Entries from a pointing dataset
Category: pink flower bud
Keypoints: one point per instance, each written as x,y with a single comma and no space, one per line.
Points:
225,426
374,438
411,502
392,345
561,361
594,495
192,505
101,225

# [Brief]
Print the data above again, line for line, with nothing altered.

# [Written response]
Category: pink flower bud
Keypoints: one point per instance, each written as x,y with a single comma and no space, one per line.
Points:
225,426
374,438
411,502
392,345
561,361
594,495
192,505
101,225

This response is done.